Instruction -
Reproduce, word for word, the lines of the listing below from the one containing "Locate the bird's head" through the end of the listing, both ends included.

Dataset -
——

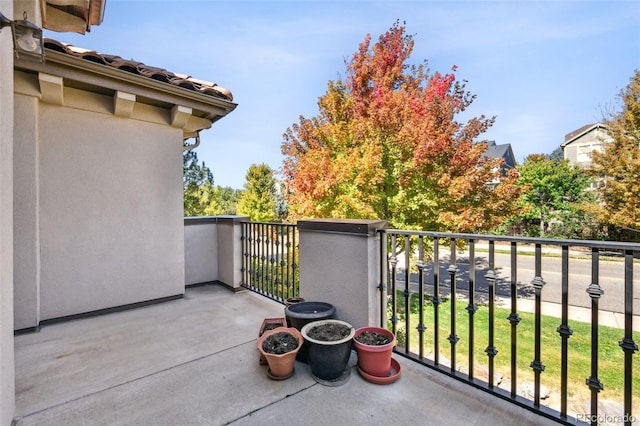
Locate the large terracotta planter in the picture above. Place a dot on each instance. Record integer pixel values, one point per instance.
(374, 360)
(280, 365)
(328, 359)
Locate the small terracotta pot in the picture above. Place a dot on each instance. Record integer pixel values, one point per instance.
(374, 360)
(269, 323)
(280, 365)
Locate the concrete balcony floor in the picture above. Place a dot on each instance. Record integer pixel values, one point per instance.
(194, 362)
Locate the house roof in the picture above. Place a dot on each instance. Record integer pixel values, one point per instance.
(570, 137)
(141, 69)
(72, 15)
(503, 151)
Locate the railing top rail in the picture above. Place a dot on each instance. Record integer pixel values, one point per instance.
(610, 245)
(269, 223)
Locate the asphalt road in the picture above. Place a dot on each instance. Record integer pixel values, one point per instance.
(610, 278)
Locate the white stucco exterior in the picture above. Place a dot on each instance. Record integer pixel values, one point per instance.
(91, 213)
(7, 369)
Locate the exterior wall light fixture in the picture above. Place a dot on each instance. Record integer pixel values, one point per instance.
(27, 38)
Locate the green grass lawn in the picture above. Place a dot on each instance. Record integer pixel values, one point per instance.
(610, 359)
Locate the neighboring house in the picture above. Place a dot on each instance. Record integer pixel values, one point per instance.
(579, 144)
(504, 152)
(91, 213)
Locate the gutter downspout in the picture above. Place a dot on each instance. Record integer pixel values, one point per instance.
(186, 147)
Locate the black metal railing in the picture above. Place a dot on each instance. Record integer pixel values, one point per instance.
(270, 259)
(522, 320)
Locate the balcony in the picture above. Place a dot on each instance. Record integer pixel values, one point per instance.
(194, 361)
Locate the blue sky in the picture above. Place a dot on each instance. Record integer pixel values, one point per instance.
(544, 68)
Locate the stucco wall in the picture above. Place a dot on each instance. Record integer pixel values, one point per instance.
(339, 265)
(200, 250)
(7, 375)
(109, 218)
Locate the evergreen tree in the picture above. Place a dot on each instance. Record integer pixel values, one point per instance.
(199, 194)
(258, 200)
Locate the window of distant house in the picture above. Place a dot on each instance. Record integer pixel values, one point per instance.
(584, 151)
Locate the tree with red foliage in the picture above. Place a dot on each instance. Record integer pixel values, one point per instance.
(386, 145)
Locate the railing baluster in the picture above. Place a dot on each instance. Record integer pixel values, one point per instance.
(294, 266)
(453, 337)
(627, 344)
(394, 264)
(514, 319)
(407, 292)
(595, 292)
(491, 281)
(565, 332)
(472, 308)
(421, 326)
(536, 364)
(384, 278)
(436, 301)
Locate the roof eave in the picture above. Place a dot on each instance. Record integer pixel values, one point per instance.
(92, 73)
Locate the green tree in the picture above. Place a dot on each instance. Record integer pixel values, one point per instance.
(386, 145)
(228, 199)
(199, 194)
(552, 192)
(258, 200)
(617, 167)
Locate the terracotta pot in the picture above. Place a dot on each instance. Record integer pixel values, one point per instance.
(280, 365)
(374, 360)
(270, 324)
(327, 359)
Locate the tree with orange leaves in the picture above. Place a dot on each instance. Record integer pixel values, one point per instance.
(386, 145)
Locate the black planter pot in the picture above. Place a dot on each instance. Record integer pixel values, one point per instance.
(298, 315)
(328, 359)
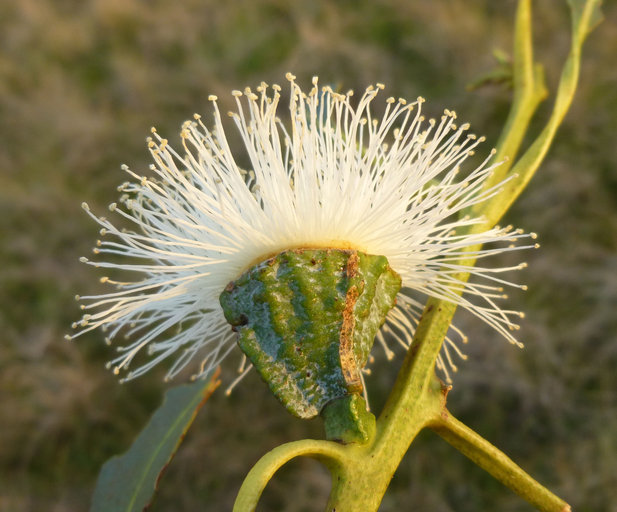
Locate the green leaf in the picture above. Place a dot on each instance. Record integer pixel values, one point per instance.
(129, 481)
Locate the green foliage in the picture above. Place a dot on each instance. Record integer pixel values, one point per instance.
(127, 482)
(551, 407)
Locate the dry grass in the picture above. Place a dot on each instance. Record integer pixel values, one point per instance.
(81, 83)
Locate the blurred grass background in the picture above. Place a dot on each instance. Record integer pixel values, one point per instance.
(81, 82)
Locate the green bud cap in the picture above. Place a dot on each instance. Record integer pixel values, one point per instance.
(307, 320)
(347, 420)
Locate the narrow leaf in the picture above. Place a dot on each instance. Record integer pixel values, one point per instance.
(128, 482)
(581, 9)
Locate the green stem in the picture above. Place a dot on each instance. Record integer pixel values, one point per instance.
(361, 473)
(331, 454)
(528, 92)
(489, 458)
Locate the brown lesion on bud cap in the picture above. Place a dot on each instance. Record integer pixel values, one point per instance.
(349, 366)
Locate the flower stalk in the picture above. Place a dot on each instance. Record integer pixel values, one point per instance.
(361, 473)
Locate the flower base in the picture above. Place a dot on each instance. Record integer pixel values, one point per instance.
(307, 320)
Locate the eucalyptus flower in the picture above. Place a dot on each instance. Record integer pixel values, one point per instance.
(330, 173)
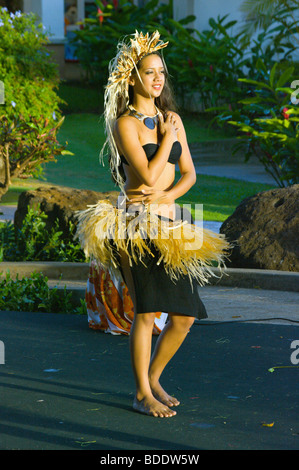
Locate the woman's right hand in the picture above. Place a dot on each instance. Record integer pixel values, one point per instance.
(169, 126)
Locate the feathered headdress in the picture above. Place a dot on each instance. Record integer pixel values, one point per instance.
(129, 53)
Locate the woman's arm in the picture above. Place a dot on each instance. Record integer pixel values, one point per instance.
(126, 135)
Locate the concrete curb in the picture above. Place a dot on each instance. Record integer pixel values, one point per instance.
(76, 274)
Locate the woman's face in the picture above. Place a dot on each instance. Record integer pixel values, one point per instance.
(152, 74)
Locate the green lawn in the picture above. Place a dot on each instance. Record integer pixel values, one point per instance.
(84, 134)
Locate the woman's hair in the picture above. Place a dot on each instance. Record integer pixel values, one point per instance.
(165, 102)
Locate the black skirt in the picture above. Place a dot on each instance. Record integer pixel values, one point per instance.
(155, 291)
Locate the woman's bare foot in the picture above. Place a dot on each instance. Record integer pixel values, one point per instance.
(152, 407)
(161, 395)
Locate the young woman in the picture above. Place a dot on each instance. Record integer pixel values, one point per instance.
(161, 270)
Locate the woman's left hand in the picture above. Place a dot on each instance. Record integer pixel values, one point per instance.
(153, 196)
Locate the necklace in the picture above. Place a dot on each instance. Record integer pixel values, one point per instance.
(149, 121)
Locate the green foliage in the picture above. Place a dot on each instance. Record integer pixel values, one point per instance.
(206, 64)
(32, 294)
(30, 115)
(97, 40)
(29, 143)
(33, 242)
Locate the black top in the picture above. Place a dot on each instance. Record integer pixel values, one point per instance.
(151, 150)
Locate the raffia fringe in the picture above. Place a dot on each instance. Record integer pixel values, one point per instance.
(185, 249)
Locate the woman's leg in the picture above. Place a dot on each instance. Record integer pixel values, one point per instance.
(140, 347)
(169, 341)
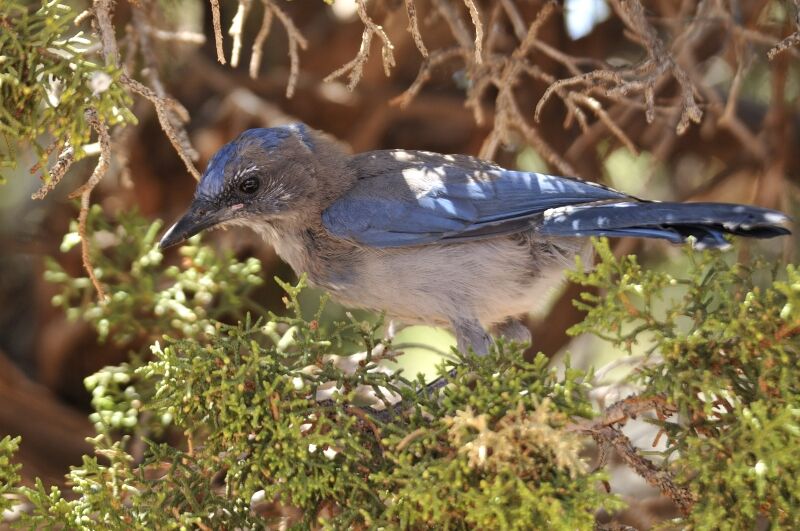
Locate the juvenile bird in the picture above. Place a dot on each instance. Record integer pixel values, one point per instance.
(448, 240)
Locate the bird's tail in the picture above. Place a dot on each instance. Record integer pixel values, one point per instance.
(707, 222)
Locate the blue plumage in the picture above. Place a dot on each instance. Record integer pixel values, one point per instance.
(214, 178)
(423, 204)
(430, 238)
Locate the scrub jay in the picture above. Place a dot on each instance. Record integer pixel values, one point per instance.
(448, 240)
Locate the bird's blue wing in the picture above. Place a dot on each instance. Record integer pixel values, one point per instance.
(435, 198)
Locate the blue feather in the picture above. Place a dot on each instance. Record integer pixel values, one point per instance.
(213, 180)
(425, 203)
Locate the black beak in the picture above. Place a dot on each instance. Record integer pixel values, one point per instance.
(199, 217)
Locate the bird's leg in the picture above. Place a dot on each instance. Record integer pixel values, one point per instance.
(513, 330)
(471, 334)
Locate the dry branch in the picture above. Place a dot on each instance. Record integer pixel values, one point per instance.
(790, 41)
(355, 67)
(57, 171)
(85, 192)
(235, 30)
(217, 22)
(606, 433)
(413, 27)
(296, 40)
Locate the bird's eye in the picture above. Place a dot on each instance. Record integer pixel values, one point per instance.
(249, 185)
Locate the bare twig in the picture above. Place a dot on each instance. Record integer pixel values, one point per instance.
(102, 10)
(355, 67)
(639, 78)
(171, 114)
(456, 23)
(790, 41)
(57, 171)
(235, 30)
(85, 191)
(607, 435)
(476, 21)
(413, 27)
(217, 22)
(165, 108)
(261, 37)
(296, 40)
(425, 70)
(189, 37)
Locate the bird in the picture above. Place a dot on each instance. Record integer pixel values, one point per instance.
(426, 238)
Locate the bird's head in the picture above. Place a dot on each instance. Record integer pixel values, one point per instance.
(262, 176)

——

Answer -
Locate the bird's head in the picture above. Place a dot on each instance. Record integer pixel values, one point per instance.
(262, 176)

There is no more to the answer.